_PAGE EXCERPT_.
Preacher (TV series 2016-)

I ain't goin' out like no punk, bitch.

I ain't goin' out like no punk, bitch.

Olga’s Notes:

Note1: The script works, the story’s fine, the cinematography bedevils, but the real reason I watch Preacher is Joseph Gilgun who plays Cassidy – the vampire with a soul. There are a few other fine actors of his generation, but there’s something truly great happening in and around Gilgun. Something terrific. Makes me want to write a man-novel, just so he can play the main character. Joseph Gilgun, consider yourself invited.

Note2: Now that’s out of the way, and before I get called biased or shallow, I’d like to add that Preacher is one of those more sympathetic, and therefore superior, comic-book adaptations. The creative team clearly cared enough about the project to do it justice, and make it not only highly watchable, but also worth watching. And Tom Brooke shines as Fiore, the suicidal angel who cannot die. There. It is not all about Joseph.

Note3: The American South held a fascination for me ever since I was little, as it still does, despite its reputation for racism, inequality and intellectual bankruptcy. Not that I saw any of that when I watched Gone with the Wind (despite my father’s best attempts at interrupting my pleasure by pointing out Hollywood’s tendency to thinly draw African American stereotypes), or read everything ever written by Mark Twain. At the age of eight or nine, I watched Deliverance, which I understood to be a story about a couple of ugly mean men trying to stop the good guys from swimming in the river that in reality was big enough for everyone (only got the piggy-reference after I saw the movie again in my thirties). I discovered William Faulkner in my early teens. I still remember how happy I felt, how thoroughly thrilled, as I first read The Sound and the Fury. I went on to read all of his work, before deciding that my favourite had to be Sanctuary (again, it took years for me to understand what Popeye actually did to Temple).

_STATED GOAL 1_.
Transcribe, word for word, everything in the listing below from the line containing "for the neighboring" down to the end of the listing.

_MATERIAL TO PROCESS_.

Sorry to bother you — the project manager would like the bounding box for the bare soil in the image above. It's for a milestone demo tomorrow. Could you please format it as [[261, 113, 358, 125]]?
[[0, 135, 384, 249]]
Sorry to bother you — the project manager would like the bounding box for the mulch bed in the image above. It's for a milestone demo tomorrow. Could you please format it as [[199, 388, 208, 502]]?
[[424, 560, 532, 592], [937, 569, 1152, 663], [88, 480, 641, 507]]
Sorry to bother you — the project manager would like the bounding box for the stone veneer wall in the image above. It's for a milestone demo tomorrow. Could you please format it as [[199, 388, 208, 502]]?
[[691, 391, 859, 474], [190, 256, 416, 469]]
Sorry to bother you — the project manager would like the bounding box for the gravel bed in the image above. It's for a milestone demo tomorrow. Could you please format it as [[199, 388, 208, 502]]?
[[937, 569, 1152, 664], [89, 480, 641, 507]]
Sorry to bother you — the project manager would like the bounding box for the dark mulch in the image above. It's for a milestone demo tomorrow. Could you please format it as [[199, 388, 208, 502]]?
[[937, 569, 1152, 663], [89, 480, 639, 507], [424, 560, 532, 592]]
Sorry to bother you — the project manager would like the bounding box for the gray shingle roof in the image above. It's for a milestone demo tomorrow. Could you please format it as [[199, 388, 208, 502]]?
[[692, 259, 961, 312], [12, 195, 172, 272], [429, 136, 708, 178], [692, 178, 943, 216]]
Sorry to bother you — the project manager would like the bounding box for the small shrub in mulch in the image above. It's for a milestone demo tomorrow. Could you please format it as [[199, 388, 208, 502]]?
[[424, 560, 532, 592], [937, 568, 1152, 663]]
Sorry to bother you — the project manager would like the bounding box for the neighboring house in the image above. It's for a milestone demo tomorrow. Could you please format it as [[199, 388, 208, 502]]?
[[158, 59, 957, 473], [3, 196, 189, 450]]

_STATED GOAL 2_.
Write the next part of the notes on the Preacher series above, starting after their last sentence.

_TASK OUTPUT 1_.
Sorry to bother you — the project manager would like the bounding box for the neighboring house in the image above. It's for a milestone demo tomorrow. Could you please format it as [[199, 388, 208, 502]]?
[[158, 59, 957, 473], [3, 196, 189, 450]]

_TASK OUTPUT 2_.
My point being, children don’t care about the story behind the story, they are only interested in the way the story makes them feel. By the time I discovered Alice Walker, Tony Morrison, Dorothy Allison, William Styron et al, the innocence had already been lost to experience, and although I relished their stories, they could never replace the first impressions of the American South as a place where the Soul goes to hide.

 

Saint My Ass.

Saint My Ass.

Helena’s Notes:

Note1: I know I’m not allowed to talk about Buffy, but let me just set the record straight: Angel is the THE ONLY vampire with a soul. Some people seem to believe that his arch-nemeses aka love-rival Spike also has a soul. They are, of course, sorely mistaken: the only reason Spike can’t bite people to death is because The Initiative had installed a Behaviour-Modification Circuitry, aka an anti-bite chip, into his pretty bleach-blond head.

As for Cassidy here, well I don’t know what his game is, but I’m sure it has nothing to do with possessing of a soul. To claim otherwise would be plain wrong, irresponsible, dumb and uneducated.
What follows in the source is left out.